*EXERCISE DIRECTIONS*
Your output should reproduce each entry exactly, with none of its pictures.

*DATA TO PROCESS*
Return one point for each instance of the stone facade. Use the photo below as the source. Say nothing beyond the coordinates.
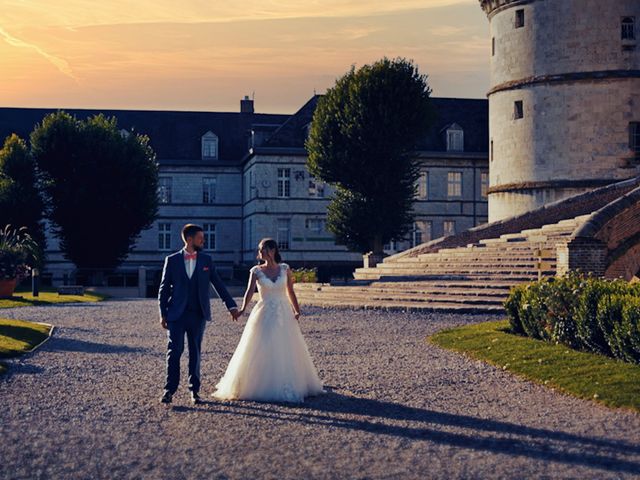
(564, 95)
(249, 199)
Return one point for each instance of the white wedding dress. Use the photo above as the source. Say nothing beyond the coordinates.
(271, 362)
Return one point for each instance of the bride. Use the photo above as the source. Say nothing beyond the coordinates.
(271, 362)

*SOLUTION TO THE EXERCISE*
Return one point for each instance of the stone facade. Use the photo below as the source. Say nothing beyond the coordinates.
(564, 95)
(249, 199)
Return one point for each instance of the white wedding dress. Use the photo above as the source. Say nothing beyond the coordinates.
(271, 362)
Return one point for each instance of the bride. Use the photo above as the source. Say nothing beyond the coordinates.
(271, 362)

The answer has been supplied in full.